## ЗАДАНИЕ 1:
В каком ресторане провели вечер в отдельном кабинете, согласно тексту о побеге?
## ЗАДАНИЕ 2:
Воспроизведите из текста о побеге участок от слов «Мог ли я возразить» до слов «обыск у Донона.» включительно.

──────── ТЕКСТ ДЛЯ РАЗБОРА

Был прекрасный вечер. Мы покатили на острова, куда шикарный Петербург отправляется летом в погожие дни полюбоваться закатом. По дороге мы заехали на далекой улице к цирюльнику, который сбрил мне бороду. Это, ко­нечно, изменило меня, но не очень сильно. Мы катались бесцельно по островам, но не знали, куда нам деваться, так как нам велели приехать только поздно вечером туда, где я должен был переночевать.

— Что нам делать теперь? — спросил я моего друга, который был в нерешительности.

— К Донону! — приказал он вдруг извозчику.— Ни­кому не придет в голову искать нас в модном ресторане. Они будут искать нас везде, но только не там; а мы пообе­даем и выпьем также за успешный побег.

Мог ли я возразить что-нибудь против такого благо­разумного предложения? Мы отправились к Донону, про­шли залитые светом залы, наполненные обедающими, и взяли отдельный кабинет, где и провели вечер до назна­ченного нам часа. В дом же, куда мы заезжали прямо из тюрьмы, нагрянула часа два спустя жандармерия. Произвели также обыск почти у всех моих друзей. Нико­му не пришло, однако, в голову сделать обыск у Донона.

Два дня спустя я должен был поселиться под чужим паспортом в квартире, снятой для меня. Но дама, которой предстояло сопровождать меня туда в карете, решила для предосторожности сперва поехать самой. Оказалось, что вокруг квартиры шпионы кишмя кишат. Друзья так час то справлялись там, все ли обстоит благополучно, что полиция заподозрила что-то. Кроме того, моя карточка была в сотнях экземпляров распространена Третьим отде­лением между полицейскими и дворниками. Сыщики, знав­шие меня в лицо, искали меня на улицах. Те же, которые меня не знали, бродили в сопровождении солдат и страж­ников, видевших меня в тюрьме. Царь был взбешен тем, что побег мог совершиться в его столице, среди бела дня, и он отдал приказ: «Разыскать во что бы то ни стало».

В Петербурге оставаться было невозможно, и я укры­вался на дачах, в окрестностях. Вместе с несколькими друзьями я прожил под столицей в деревне, куда в то время года часто отправлялись петербуржцы устраивать пикники. Наконец товарищи решили, что мне следует уехать за границу. Но в шведской газете я вычитал, что во всех портовых и пограничных городах Финляндии и Прибалтийского края находятся сыщики, знающие меня в лицо, поэтому я решил поехать по такому направлению, где меня меньше всего могли ожидать. Снабженный пас­портом одного из приятелей, я в сопровождении одного товарища проехал в Финляндию и добрался до отдален­ного порта в Ботническом заливе, откуда и переправился в Швецию.

────────────────
──────── ИСХОДНЫЙ МАТЕРИАЛ

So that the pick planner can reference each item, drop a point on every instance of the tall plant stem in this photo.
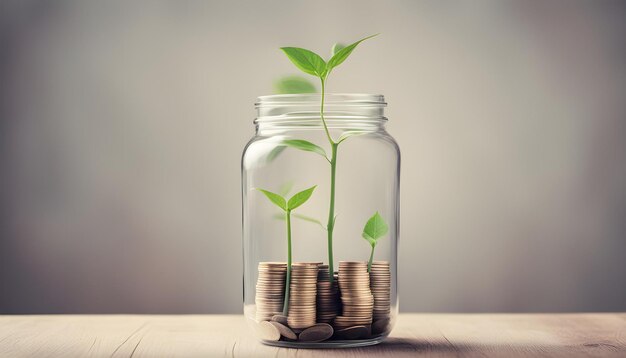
(288, 280)
(330, 226)
(331, 211)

────────────────

## ОТВЕТ 1:
У Донона.

## ОТВЕТ 2:
Мог ли я возразить что-нибудь против такого благо­разумного предложения? Мы отправились к Донону, про­шли залитые светом залы, наполненные обедающими, и взяли отдельный кабинет, где и провели вечер до назна­ченного нам часа. В дом же, куда мы заезжали прямо из тюрьмы, нагрянула часа два спустя жандармерия. Произвели также обыск почти у всех моих друзей. Нико­му не пришло, однако, в голову сделать обыск у Донона.